## Stored items from a collection
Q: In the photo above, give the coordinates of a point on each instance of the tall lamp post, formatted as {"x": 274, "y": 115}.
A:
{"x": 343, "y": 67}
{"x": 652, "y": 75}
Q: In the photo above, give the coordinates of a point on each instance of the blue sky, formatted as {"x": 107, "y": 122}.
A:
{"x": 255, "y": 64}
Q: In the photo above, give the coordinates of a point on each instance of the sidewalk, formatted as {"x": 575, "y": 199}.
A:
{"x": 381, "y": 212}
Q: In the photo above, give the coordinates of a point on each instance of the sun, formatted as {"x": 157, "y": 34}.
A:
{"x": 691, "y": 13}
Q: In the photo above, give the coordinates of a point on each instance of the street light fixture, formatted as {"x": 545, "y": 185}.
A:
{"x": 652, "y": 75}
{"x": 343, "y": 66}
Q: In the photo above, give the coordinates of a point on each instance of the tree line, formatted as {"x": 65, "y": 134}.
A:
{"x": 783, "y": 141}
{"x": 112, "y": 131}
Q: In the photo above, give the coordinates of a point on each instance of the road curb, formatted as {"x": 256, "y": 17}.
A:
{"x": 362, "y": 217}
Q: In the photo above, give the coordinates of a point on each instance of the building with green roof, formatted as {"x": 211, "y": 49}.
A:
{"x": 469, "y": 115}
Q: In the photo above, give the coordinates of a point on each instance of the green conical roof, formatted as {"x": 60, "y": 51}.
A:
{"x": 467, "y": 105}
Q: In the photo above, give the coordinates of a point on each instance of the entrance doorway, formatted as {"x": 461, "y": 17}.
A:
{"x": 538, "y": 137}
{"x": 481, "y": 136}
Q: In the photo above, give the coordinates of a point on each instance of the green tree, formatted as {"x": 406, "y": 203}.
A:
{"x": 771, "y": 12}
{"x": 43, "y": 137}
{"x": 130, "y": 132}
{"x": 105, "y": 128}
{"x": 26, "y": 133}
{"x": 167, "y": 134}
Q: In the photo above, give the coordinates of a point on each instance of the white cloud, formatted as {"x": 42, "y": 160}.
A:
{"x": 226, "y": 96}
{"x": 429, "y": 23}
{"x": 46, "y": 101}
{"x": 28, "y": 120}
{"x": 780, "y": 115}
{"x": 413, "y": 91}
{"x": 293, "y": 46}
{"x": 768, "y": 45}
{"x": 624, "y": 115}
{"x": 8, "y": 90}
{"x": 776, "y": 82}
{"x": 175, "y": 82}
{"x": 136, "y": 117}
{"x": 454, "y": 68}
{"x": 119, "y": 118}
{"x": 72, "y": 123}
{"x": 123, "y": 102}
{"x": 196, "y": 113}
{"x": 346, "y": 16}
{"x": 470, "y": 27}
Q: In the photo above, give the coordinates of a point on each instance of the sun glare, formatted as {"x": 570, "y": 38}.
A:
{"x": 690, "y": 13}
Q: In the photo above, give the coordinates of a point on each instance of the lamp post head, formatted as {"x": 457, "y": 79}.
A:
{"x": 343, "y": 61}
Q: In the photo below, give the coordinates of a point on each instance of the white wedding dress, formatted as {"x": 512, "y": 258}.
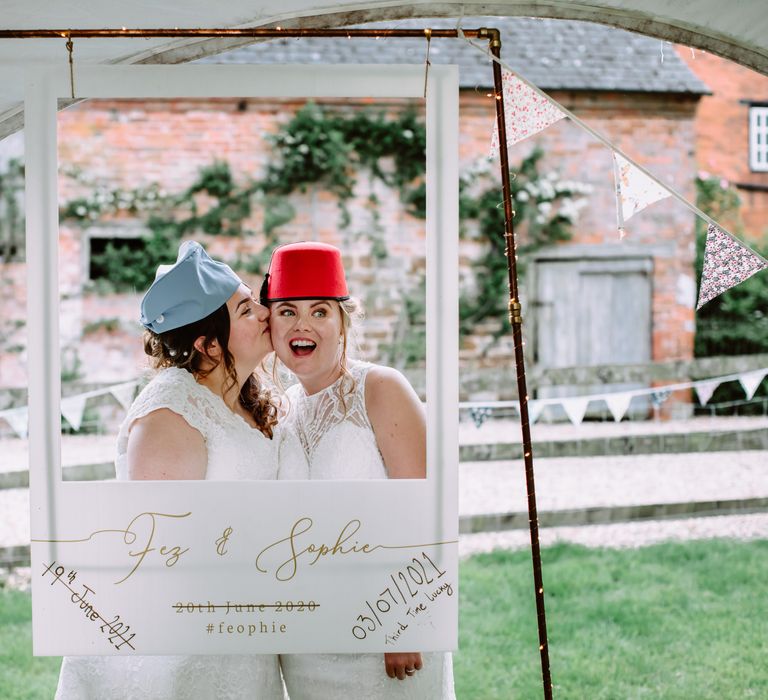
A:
{"x": 236, "y": 451}
{"x": 329, "y": 424}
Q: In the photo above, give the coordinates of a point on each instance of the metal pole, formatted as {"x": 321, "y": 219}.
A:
{"x": 515, "y": 319}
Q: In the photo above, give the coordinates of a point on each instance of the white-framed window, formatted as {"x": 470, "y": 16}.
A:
{"x": 758, "y": 138}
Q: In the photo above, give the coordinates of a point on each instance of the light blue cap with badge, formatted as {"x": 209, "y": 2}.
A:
{"x": 187, "y": 291}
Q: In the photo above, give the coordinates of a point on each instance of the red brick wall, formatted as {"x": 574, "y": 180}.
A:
{"x": 722, "y": 131}
{"x": 153, "y": 142}
{"x": 657, "y": 132}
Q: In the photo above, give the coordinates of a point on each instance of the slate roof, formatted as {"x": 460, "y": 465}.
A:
{"x": 553, "y": 54}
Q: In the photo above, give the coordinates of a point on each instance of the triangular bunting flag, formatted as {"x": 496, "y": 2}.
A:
{"x": 575, "y": 409}
{"x": 659, "y": 397}
{"x": 750, "y": 381}
{"x": 72, "y": 409}
{"x": 534, "y": 410}
{"x": 526, "y": 112}
{"x": 704, "y": 391}
{"x": 634, "y": 189}
{"x": 618, "y": 404}
{"x": 18, "y": 419}
{"x": 124, "y": 393}
{"x": 727, "y": 262}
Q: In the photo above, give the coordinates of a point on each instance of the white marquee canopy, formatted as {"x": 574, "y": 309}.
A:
{"x": 739, "y": 33}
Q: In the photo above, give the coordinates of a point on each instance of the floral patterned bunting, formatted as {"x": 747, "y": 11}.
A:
{"x": 634, "y": 190}
{"x": 726, "y": 263}
{"x": 526, "y": 112}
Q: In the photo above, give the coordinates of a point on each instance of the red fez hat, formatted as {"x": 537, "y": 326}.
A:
{"x": 305, "y": 271}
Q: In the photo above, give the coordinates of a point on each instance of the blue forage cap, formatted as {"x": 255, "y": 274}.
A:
{"x": 187, "y": 291}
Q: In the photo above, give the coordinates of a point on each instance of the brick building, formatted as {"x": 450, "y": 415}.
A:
{"x": 732, "y": 135}
{"x": 593, "y": 300}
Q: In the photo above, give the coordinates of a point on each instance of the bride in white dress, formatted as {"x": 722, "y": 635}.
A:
{"x": 203, "y": 416}
{"x": 371, "y": 412}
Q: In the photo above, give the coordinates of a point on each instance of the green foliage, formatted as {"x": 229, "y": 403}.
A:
{"x": 317, "y": 148}
{"x": 545, "y": 210}
{"x": 323, "y": 148}
{"x": 12, "y": 205}
{"x": 409, "y": 343}
{"x": 736, "y": 322}
{"x": 110, "y": 325}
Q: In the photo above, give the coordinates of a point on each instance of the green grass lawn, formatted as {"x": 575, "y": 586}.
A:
{"x": 684, "y": 621}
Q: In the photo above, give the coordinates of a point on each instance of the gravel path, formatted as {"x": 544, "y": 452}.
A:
{"x": 561, "y": 483}
{"x": 624, "y": 535}
{"x": 493, "y": 431}
{"x": 580, "y": 482}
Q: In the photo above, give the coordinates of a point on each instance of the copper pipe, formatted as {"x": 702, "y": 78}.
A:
{"x": 255, "y": 32}
{"x": 516, "y": 321}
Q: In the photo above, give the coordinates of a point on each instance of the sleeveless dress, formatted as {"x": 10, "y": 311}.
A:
{"x": 236, "y": 451}
{"x": 324, "y": 422}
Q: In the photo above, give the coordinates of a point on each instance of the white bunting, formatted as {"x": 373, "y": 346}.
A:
{"x": 72, "y": 408}
{"x": 751, "y": 380}
{"x": 18, "y": 419}
{"x": 124, "y": 393}
{"x": 575, "y": 409}
{"x": 727, "y": 262}
{"x": 704, "y": 391}
{"x": 618, "y": 404}
{"x": 634, "y": 190}
{"x": 526, "y": 112}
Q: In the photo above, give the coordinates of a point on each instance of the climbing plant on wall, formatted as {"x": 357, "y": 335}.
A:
{"x": 545, "y": 209}
{"x": 328, "y": 150}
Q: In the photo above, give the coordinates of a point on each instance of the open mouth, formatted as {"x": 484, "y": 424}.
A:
{"x": 301, "y": 347}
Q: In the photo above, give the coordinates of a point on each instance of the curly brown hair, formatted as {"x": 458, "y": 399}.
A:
{"x": 175, "y": 348}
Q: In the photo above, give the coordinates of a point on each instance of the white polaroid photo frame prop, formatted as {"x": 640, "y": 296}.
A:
{"x": 206, "y": 567}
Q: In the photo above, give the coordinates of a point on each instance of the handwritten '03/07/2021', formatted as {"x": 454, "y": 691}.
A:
{"x": 417, "y": 585}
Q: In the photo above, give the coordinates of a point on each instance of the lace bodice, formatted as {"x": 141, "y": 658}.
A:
{"x": 339, "y": 443}
{"x": 332, "y": 418}
{"x": 236, "y": 450}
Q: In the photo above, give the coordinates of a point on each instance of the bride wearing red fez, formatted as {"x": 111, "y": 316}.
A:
{"x": 374, "y": 413}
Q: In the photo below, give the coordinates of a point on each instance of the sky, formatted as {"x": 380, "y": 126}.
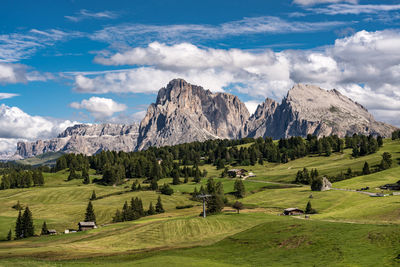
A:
{"x": 74, "y": 61}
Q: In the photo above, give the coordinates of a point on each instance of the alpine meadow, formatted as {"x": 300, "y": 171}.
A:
{"x": 211, "y": 133}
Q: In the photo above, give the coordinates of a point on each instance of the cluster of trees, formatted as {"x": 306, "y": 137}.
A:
{"x": 22, "y": 179}
{"x": 216, "y": 200}
{"x": 172, "y": 161}
{"x": 135, "y": 210}
{"x": 306, "y": 177}
{"x": 24, "y": 225}
{"x": 363, "y": 145}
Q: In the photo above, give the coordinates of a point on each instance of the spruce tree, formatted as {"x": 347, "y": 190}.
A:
{"x": 237, "y": 206}
{"x": 18, "y": 226}
{"x": 240, "y": 191}
{"x": 159, "y": 206}
{"x": 85, "y": 176}
{"x": 45, "y": 231}
{"x": 9, "y": 236}
{"x": 27, "y": 223}
{"x": 309, "y": 209}
{"x": 93, "y": 197}
{"x": 89, "y": 215}
{"x": 366, "y": 169}
{"x": 151, "y": 210}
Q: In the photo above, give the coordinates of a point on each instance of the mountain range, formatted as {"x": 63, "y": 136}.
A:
{"x": 186, "y": 113}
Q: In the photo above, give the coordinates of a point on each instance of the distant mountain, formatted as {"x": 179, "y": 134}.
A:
{"x": 186, "y": 113}
{"x": 86, "y": 139}
{"x": 308, "y": 109}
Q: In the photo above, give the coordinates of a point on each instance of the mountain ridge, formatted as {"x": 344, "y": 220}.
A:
{"x": 185, "y": 113}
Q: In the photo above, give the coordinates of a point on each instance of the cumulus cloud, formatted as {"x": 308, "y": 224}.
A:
{"x": 316, "y": 2}
{"x": 12, "y": 73}
{"x": 343, "y": 9}
{"x": 17, "y": 125}
{"x": 141, "y": 33}
{"x": 364, "y": 66}
{"x": 7, "y": 95}
{"x": 85, "y": 14}
{"x": 100, "y": 108}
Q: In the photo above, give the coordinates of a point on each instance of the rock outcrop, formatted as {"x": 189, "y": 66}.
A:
{"x": 186, "y": 113}
{"x": 308, "y": 109}
{"x": 86, "y": 139}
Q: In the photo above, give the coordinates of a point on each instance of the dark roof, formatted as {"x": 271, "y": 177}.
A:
{"x": 86, "y": 224}
{"x": 293, "y": 209}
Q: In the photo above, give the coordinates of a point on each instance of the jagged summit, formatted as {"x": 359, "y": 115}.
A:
{"x": 185, "y": 113}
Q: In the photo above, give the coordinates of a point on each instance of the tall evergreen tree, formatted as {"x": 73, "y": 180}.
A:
{"x": 151, "y": 210}
{"x": 85, "y": 176}
{"x": 18, "y": 226}
{"x": 9, "y": 235}
{"x": 366, "y": 169}
{"x": 159, "y": 206}
{"x": 89, "y": 215}
{"x": 27, "y": 223}
{"x": 93, "y": 196}
{"x": 45, "y": 231}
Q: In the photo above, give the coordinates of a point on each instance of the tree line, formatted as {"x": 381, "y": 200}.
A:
{"x": 22, "y": 179}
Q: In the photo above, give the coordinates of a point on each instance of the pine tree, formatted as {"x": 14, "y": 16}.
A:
{"x": 45, "y": 231}
{"x": 18, "y": 226}
{"x": 366, "y": 169}
{"x": 89, "y": 215}
{"x": 240, "y": 191}
{"x": 93, "y": 197}
{"x": 237, "y": 206}
{"x": 151, "y": 210}
{"x": 309, "y": 209}
{"x": 159, "y": 206}
{"x": 9, "y": 236}
{"x": 27, "y": 223}
{"x": 85, "y": 176}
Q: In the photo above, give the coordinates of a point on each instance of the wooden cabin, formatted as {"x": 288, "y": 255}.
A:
{"x": 293, "y": 211}
{"x": 83, "y": 226}
{"x": 237, "y": 172}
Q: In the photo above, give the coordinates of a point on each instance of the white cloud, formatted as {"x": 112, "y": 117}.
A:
{"x": 99, "y": 107}
{"x": 17, "y": 125}
{"x": 7, "y": 95}
{"x": 140, "y": 33}
{"x": 12, "y": 73}
{"x": 343, "y": 9}
{"x": 364, "y": 66}
{"x": 17, "y": 46}
{"x": 316, "y": 2}
{"x": 85, "y": 14}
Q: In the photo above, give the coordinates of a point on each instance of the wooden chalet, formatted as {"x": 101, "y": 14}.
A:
{"x": 83, "y": 226}
{"x": 293, "y": 211}
{"x": 237, "y": 172}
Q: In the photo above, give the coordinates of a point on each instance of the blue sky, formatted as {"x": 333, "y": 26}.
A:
{"x": 104, "y": 61}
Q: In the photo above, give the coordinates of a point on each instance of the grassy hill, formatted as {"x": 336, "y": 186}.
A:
{"x": 350, "y": 229}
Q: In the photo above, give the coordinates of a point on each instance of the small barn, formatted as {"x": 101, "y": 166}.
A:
{"x": 52, "y": 232}
{"x": 83, "y": 226}
{"x": 293, "y": 211}
{"x": 237, "y": 172}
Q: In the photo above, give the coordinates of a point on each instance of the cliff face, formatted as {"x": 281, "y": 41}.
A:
{"x": 86, "y": 139}
{"x": 308, "y": 109}
{"x": 186, "y": 113}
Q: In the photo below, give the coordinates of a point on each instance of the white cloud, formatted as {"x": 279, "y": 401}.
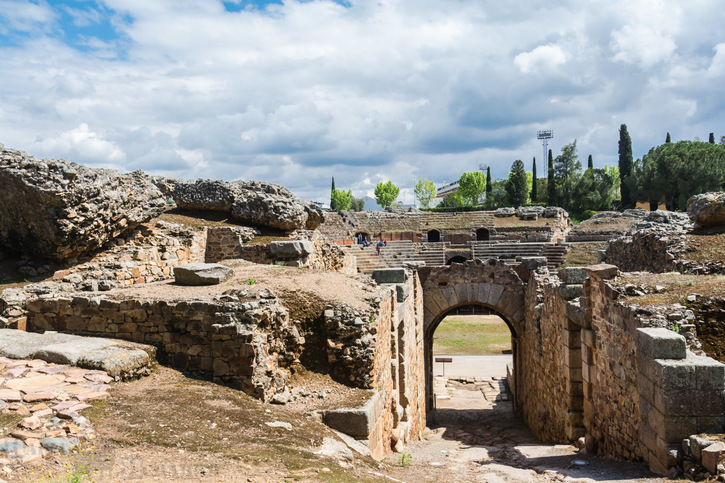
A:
{"x": 303, "y": 91}
{"x": 542, "y": 58}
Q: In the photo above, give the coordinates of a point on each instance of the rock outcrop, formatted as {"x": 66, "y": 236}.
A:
{"x": 58, "y": 210}
{"x": 707, "y": 209}
{"x": 254, "y": 202}
{"x": 202, "y": 274}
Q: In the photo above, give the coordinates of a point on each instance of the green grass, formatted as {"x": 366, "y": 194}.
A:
{"x": 467, "y": 334}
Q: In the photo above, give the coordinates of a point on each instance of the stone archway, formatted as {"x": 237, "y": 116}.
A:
{"x": 482, "y": 234}
{"x": 491, "y": 284}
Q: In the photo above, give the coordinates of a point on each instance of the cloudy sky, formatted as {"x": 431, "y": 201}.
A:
{"x": 295, "y": 92}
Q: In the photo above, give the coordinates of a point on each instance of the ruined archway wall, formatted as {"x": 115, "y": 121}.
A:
{"x": 542, "y": 374}
{"x": 491, "y": 283}
{"x": 612, "y": 407}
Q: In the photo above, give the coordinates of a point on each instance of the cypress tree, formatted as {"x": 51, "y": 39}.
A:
{"x": 625, "y": 164}
{"x": 489, "y": 186}
{"x": 534, "y": 190}
{"x": 551, "y": 183}
{"x": 332, "y": 190}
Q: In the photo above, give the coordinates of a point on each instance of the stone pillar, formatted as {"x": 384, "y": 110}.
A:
{"x": 680, "y": 394}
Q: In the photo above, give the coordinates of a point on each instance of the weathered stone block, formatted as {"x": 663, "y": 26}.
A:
{"x": 658, "y": 343}
{"x": 571, "y": 291}
{"x": 202, "y": 274}
{"x": 673, "y": 374}
{"x": 389, "y": 275}
{"x": 575, "y": 275}
{"x": 291, "y": 249}
{"x": 713, "y": 455}
{"x": 602, "y": 271}
{"x": 358, "y": 422}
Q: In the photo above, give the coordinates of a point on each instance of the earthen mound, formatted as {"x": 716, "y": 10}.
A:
{"x": 58, "y": 210}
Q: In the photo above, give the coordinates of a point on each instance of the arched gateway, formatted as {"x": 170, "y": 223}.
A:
{"x": 491, "y": 284}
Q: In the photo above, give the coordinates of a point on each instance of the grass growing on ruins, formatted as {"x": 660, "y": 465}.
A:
{"x": 472, "y": 334}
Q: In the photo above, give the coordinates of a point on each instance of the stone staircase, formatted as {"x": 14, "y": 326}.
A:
{"x": 508, "y": 252}
{"x": 367, "y": 258}
{"x": 464, "y": 221}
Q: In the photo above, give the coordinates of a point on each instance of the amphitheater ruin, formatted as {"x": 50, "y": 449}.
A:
{"x": 627, "y": 365}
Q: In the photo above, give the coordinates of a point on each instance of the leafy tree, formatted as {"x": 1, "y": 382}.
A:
{"x": 498, "y": 197}
{"x": 677, "y": 171}
{"x": 332, "y": 189}
{"x": 534, "y": 188}
{"x": 625, "y": 163}
{"x": 358, "y": 204}
{"x": 489, "y": 187}
{"x": 471, "y": 186}
{"x": 596, "y": 189}
{"x": 452, "y": 200}
{"x": 425, "y": 191}
{"x": 516, "y": 192}
{"x": 386, "y": 193}
{"x": 341, "y": 200}
{"x": 551, "y": 197}
{"x": 567, "y": 169}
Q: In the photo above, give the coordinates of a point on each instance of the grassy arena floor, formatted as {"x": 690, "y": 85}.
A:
{"x": 472, "y": 334}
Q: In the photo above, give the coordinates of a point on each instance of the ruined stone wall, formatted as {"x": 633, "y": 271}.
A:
{"x": 147, "y": 255}
{"x": 541, "y": 376}
{"x": 612, "y": 412}
{"x": 246, "y": 344}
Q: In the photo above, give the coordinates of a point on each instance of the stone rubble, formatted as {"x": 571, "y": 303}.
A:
{"x": 47, "y": 400}
{"x": 57, "y": 210}
{"x": 255, "y": 202}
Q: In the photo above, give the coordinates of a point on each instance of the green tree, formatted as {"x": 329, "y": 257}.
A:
{"x": 516, "y": 192}
{"x": 452, "y": 200}
{"x": 625, "y": 164}
{"x": 551, "y": 198}
{"x": 471, "y": 186}
{"x": 567, "y": 170}
{"x": 425, "y": 192}
{"x": 358, "y": 204}
{"x": 332, "y": 189}
{"x": 596, "y": 190}
{"x": 534, "y": 188}
{"x": 677, "y": 171}
{"x": 386, "y": 194}
{"x": 489, "y": 186}
{"x": 341, "y": 200}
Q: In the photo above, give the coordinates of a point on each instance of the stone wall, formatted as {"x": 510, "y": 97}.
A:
{"x": 244, "y": 342}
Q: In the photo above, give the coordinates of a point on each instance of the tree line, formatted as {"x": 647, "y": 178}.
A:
{"x": 669, "y": 173}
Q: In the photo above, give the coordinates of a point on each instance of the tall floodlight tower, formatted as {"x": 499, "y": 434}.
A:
{"x": 545, "y": 135}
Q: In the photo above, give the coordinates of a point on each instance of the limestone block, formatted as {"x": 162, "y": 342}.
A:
{"x": 602, "y": 271}
{"x": 674, "y": 373}
{"x": 576, "y": 275}
{"x": 659, "y": 343}
{"x": 713, "y": 455}
{"x": 291, "y": 249}
{"x": 707, "y": 209}
{"x": 202, "y": 274}
{"x": 389, "y": 275}
{"x": 570, "y": 291}
{"x": 358, "y": 422}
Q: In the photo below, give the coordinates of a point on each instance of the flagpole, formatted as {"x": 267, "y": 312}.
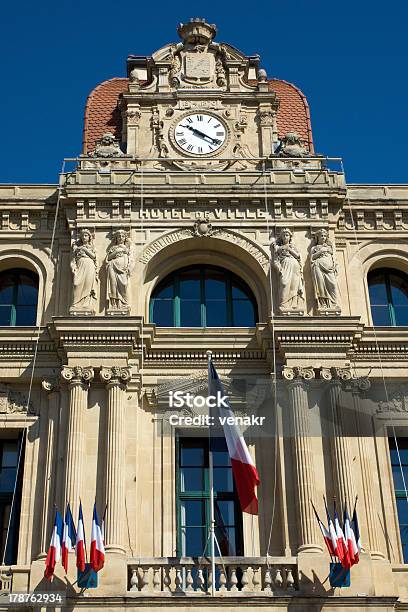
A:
{"x": 211, "y": 474}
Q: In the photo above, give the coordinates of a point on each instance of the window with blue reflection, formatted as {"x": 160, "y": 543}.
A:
{"x": 9, "y": 512}
{"x": 399, "y": 464}
{"x": 203, "y": 296}
{"x": 18, "y": 298}
{"x": 193, "y": 499}
{"x": 388, "y": 291}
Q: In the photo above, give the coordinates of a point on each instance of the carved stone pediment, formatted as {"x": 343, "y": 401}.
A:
{"x": 12, "y": 401}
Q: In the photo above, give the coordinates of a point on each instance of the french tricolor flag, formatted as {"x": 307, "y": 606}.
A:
{"x": 54, "y": 551}
{"x": 97, "y": 557}
{"x": 68, "y": 538}
{"x": 243, "y": 468}
{"x": 80, "y": 541}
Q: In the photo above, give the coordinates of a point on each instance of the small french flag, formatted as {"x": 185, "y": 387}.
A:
{"x": 68, "y": 538}
{"x": 97, "y": 556}
{"x": 54, "y": 551}
{"x": 80, "y": 541}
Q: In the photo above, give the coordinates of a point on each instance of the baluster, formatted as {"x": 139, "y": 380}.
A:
{"x": 178, "y": 580}
{"x": 134, "y": 581}
{"x": 200, "y": 580}
{"x": 233, "y": 579}
{"x": 268, "y": 581}
{"x": 256, "y": 579}
{"x": 145, "y": 578}
{"x": 167, "y": 578}
{"x": 189, "y": 580}
{"x": 245, "y": 579}
{"x": 290, "y": 581}
{"x": 278, "y": 578}
{"x": 222, "y": 580}
{"x": 156, "y": 579}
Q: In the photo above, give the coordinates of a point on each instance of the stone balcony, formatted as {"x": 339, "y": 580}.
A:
{"x": 191, "y": 576}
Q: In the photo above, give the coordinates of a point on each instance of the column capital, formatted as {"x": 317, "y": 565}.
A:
{"x": 77, "y": 375}
{"x": 115, "y": 375}
{"x": 298, "y": 373}
{"x": 50, "y": 385}
{"x": 335, "y": 373}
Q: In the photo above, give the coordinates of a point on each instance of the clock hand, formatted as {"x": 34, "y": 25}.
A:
{"x": 201, "y": 134}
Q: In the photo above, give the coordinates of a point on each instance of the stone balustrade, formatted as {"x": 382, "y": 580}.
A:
{"x": 6, "y": 579}
{"x": 238, "y": 576}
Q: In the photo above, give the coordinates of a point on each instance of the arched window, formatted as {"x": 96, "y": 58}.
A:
{"x": 18, "y": 297}
{"x": 388, "y": 297}
{"x": 203, "y": 296}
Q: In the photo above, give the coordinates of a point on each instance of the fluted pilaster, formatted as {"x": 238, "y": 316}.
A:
{"x": 52, "y": 388}
{"x": 78, "y": 379}
{"x": 304, "y": 490}
{"x": 366, "y": 451}
{"x": 116, "y": 379}
{"x": 340, "y": 446}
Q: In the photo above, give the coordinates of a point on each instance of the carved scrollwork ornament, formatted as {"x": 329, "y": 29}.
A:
{"x": 115, "y": 375}
{"x": 77, "y": 374}
{"x": 297, "y": 372}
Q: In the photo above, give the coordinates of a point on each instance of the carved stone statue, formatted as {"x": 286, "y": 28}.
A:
{"x": 324, "y": 273}
{"x": 286, "y": 260}
{"x": 120, "y": 263}
{"x": 291, "y": 146}
{"x": 85, "y": 273}
{"x": 107, "y": 146}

## What is asked
Starting at the line that contains "the small french", copy each line exactly through the end of the listing above. Include that first line and the last one, and add nothing.

## Written answer
Q: In the photo above, give the coordinates of a point on each instance of the small french flag, formatted as {"x": 185, "y": 387}.
A:
{"x": 68, "y": 538}
{"x": 97, "y": 556}
{"x": 54, "y": 551}
{"x": 80, "y": 541}
Q: In the photo above, give the coordinates of a point on each instance of the baluster, formatted as {"x": 139, "y": 380}.
A:
{"x": 178, "y": 580}
{"x": 134, "y": 581}
{"x": 200, "y": 580}
{"x": 233, "y": 579}
{"x": 268, "y": 581}
{"x": 256, "y": 579}
{"x": 145, "y": 578}
{"x": 167, "y": 578}
{"x": 189, "y": 580}
{"x": 245, "y": 579}
{"x": 290, "y": 581}
{"x": 278, "y": 578}
{"x": 222, "y": 580}
{"x": 156, "y": 579}
Q: In the photo above, give the coordinates of a point on each instance of the stone balcony, formatted as {"x": 339, "y": 580}.
A:
{"x": 191, "y": 576}
Q: In the photo above, give the coordinates of a point on each instance of the column capital, formatted as {"x": 317, "y": 565}.
A:
{"x": 77, "y": 375}
{"x": 115, "y": 375}
{"x": 298, "y": 373}
{"x": 50, "y": 385}
{"x": 335, "y": 373}
Q: In the photo above, give the coordinates of a point on each instance of the clock hand, formatted as {"x": 34, "y": 25}.
A:
{"x": 201, "y": 134}
Q: In the photo above, give the coordinates of a point on each instance of the stone balustrade, formatted as {"x": 382, "y": 580}.
A:
{"x": 6, "y": 579}
{"x": 238, "y": 576}
Q: In the photo above, give the coordinates of a point on each instance of the arched window, formatted as {"x": 96, "y": 58}.
A:
{"x": 18, "y": 297}
{"x": 388, "y": 297}
{"x": 203, "y": 296}
Q: In the photo above, give the coordinates of a point on each instance of the fluted pilaster, formatted as {"x": 238, "y": 316}.
A:
{"x": 52, "y": 388}
{"x": 78, "y": 379}
{"x": 304, "y": 490}
{"x": 366, "y": 451}
{"x": 116, "y": 379}
{"x": 340, "y": 446}
Q: In the photo above, give the coordinates of a point on each instance of the carved scrollwork ornament, formatted as {"x": 329, "y": 29}.
A:
{"x": 115, "y": 375}
{"x": 77, "y": 374}
{"x": 297, "y": 372}
Q: In the photo above, give the coordinates of a point on each instance of the carved stone statue, formatted as {"x": 286, "y": 28}.
A:
{"x": 324, "y": 273}
{"x": 286, "y": 260}
{"x": 120, "y": 263}
{"x": 291, "y": 146}
{"x": 85, "y": 273}
{"x": 107, "y": 146}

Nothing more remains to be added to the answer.